### WORK TO COMPLETE
Extract each line below that contains the string "large", matching case exactly.

## start MATERIAL SUPPLIED

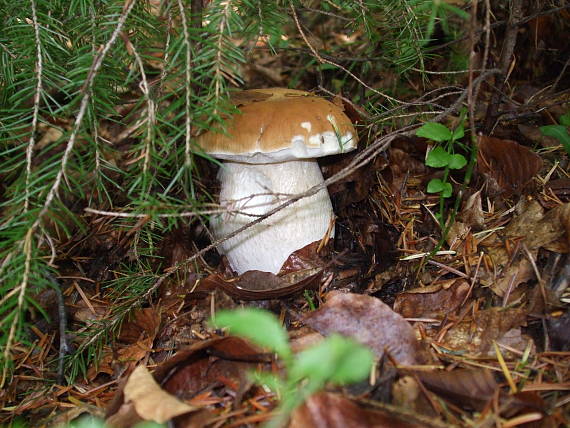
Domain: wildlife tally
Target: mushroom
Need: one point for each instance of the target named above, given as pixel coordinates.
(269, 151)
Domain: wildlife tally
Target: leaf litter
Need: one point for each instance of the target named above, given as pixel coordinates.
(476, 336)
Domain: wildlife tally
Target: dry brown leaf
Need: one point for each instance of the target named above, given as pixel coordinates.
(371, 322)
(326, 410)
(151, 402)
(472, 211)
(467, 387)
(507, 163)
(221, 362)
(535, 230)
(476, 336)
(432, 301)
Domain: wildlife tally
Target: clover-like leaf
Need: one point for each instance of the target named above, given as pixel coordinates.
(459, 132)
(438, 157)
(434, 131)
(559, 132)
(435, 185)
(457, 161)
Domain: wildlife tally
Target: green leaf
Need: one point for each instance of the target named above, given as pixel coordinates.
(434, 131)
(459, 132)
(457, 161)
(559, 132)
(269, 380)
(447, 190)
(336, 359)
(260, 326)
(437, 186)
(438, 157)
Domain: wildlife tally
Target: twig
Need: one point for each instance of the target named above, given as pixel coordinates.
(359, 160)
(37, 95)
(505, 62)
(326, 61)
(62, 322)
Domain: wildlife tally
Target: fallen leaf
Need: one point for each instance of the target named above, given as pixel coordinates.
(326, 410)
(432, 301)
(371, 322)
(471, 388)
(476, 336)
(150, 400)
(507, 163)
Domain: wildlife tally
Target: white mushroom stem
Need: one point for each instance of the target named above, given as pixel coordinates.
(255, 189)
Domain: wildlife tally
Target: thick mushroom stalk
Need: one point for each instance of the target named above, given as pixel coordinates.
(255, 189)
(269, 149)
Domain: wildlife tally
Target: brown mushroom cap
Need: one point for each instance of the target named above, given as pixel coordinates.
(279, 124)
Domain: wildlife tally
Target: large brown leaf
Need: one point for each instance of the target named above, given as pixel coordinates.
(506, 163)
(372, 323)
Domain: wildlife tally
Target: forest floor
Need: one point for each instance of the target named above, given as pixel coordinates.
(469, 322)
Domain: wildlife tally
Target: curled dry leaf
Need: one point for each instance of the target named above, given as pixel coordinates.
(432, 301)
(476, 335)
(151, 402)
(506, 163)
(326, 410)
(467, 387)
(371, 322)
(222, 363)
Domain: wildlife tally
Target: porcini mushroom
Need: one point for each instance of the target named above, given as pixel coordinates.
(269, 151)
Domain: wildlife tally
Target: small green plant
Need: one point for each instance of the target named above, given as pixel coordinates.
(560, 132)
(443, 156)
(337, 359)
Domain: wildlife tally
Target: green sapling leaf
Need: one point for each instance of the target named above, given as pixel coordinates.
(260, 326)
(336, 359)
(434, 131)
(438, 157)
(459, 132)
(435, 185)
(457, 161)
(559, 132)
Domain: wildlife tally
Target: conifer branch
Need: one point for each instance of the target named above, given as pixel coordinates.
(188, 86)
(35, 115)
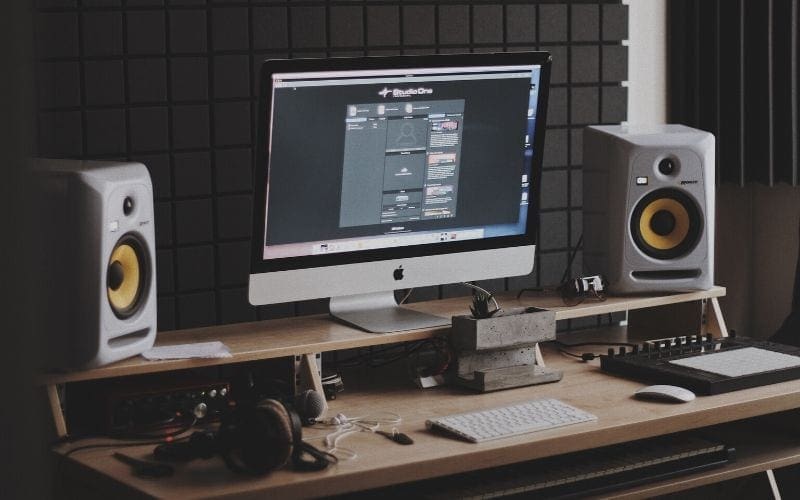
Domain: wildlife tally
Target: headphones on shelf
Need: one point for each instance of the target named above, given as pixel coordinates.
(253, 439)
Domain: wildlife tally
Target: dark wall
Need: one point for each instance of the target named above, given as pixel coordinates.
(172, 83)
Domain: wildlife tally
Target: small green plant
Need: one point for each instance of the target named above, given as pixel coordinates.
(480, 305)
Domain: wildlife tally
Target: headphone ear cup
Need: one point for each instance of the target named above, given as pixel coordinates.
(258, 439)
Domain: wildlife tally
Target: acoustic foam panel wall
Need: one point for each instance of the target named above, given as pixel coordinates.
(173, 84)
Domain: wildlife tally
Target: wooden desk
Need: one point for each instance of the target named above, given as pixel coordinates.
(382, 463)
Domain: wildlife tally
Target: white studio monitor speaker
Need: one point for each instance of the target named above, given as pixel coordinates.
(648, 207)
(96, 244)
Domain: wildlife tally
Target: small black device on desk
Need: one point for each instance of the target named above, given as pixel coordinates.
(706, 365)
(579, 474)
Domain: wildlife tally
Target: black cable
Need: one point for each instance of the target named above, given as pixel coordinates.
(564, 275)
(571, 259)
(70, 438)
(581, 344)
(121, 445)
(586, 356)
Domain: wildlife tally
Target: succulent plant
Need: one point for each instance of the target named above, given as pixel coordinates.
(480, 305)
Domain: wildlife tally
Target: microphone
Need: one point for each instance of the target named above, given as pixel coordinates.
(309, 405)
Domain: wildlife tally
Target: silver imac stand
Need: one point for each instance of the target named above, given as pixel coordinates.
(379, 313)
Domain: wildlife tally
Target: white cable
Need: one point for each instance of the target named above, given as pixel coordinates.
(346, 426)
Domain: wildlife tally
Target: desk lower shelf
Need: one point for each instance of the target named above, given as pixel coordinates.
(382, 463)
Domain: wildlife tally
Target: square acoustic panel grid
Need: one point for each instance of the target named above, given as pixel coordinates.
(173, 84)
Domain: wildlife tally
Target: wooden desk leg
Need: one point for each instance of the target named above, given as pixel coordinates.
(55, 409)
(537, 354)
(773, 484)
(715, 322)
(308, 375)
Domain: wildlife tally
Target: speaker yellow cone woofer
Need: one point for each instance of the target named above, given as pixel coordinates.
(666, 224)
(126, 276)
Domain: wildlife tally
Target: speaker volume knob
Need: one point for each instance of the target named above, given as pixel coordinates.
(127, 205)
(116, 275)
(200, 410)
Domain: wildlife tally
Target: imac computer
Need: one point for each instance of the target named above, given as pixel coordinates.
(384, 173)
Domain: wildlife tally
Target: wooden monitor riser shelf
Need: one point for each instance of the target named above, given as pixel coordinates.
(302, 337)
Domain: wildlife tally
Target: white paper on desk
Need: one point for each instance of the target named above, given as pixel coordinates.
(214, 349)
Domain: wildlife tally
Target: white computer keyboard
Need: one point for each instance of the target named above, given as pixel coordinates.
(506, 421)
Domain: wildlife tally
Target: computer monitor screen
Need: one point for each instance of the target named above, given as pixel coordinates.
(382, 173)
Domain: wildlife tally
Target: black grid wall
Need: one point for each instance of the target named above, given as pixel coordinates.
(173, 84)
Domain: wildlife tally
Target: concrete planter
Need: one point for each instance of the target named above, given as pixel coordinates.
(499, 352)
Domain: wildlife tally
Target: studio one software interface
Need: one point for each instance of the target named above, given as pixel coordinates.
(365, 159)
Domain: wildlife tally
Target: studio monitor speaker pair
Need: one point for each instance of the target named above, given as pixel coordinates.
(648, 207)
(96, 279)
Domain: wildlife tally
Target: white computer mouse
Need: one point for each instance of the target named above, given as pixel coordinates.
(671, 393)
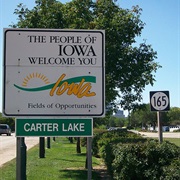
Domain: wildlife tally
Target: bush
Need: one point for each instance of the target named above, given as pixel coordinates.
(149, 160)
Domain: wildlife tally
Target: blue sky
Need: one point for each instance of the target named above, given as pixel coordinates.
(162, 31)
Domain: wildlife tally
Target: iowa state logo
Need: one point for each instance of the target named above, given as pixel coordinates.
(79, 86)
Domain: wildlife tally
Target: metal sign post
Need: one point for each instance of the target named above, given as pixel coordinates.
(89, 157)
(21, 159)
(160, 135)
(159, 101)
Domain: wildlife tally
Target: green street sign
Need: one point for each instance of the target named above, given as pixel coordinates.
(54, 127)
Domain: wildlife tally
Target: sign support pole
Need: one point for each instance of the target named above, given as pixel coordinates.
(89, 147)
(159, 127)
(21, 159)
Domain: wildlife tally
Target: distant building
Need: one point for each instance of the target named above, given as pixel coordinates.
(120, 114)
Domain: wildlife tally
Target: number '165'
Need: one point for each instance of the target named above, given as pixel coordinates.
(160, 101)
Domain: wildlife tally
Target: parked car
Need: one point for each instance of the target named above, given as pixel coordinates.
(5, 129)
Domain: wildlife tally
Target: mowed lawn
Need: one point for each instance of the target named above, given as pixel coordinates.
(61, 162)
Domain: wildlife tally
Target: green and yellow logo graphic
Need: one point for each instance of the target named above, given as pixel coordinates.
(79, 86)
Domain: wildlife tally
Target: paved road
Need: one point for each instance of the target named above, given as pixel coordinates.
(153, 134)
(165, 134)
(8, 147)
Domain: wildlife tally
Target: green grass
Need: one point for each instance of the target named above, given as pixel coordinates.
(176, 141)
(61, 162)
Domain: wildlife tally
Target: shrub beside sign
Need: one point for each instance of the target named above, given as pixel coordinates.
(53, 72)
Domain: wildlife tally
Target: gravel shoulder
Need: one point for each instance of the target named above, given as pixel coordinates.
(8, 147)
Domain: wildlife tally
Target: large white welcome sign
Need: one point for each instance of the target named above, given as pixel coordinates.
(50, 72)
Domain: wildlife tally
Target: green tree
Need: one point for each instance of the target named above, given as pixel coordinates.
(174, 116)
(129, 66)
(7, 120)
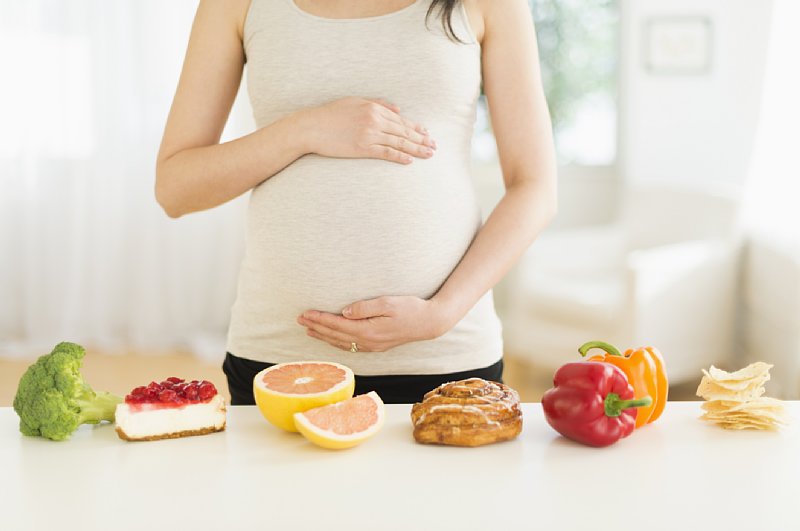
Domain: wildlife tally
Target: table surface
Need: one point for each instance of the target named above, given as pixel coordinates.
(679, 473)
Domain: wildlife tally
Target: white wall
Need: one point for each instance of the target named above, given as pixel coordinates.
(692, 127)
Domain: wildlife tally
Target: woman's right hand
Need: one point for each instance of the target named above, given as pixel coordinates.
(365, 128)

## end MATERIAL SUPPLIED

### RESPONSE
Target: large brown leaf
Target: large white welcome sign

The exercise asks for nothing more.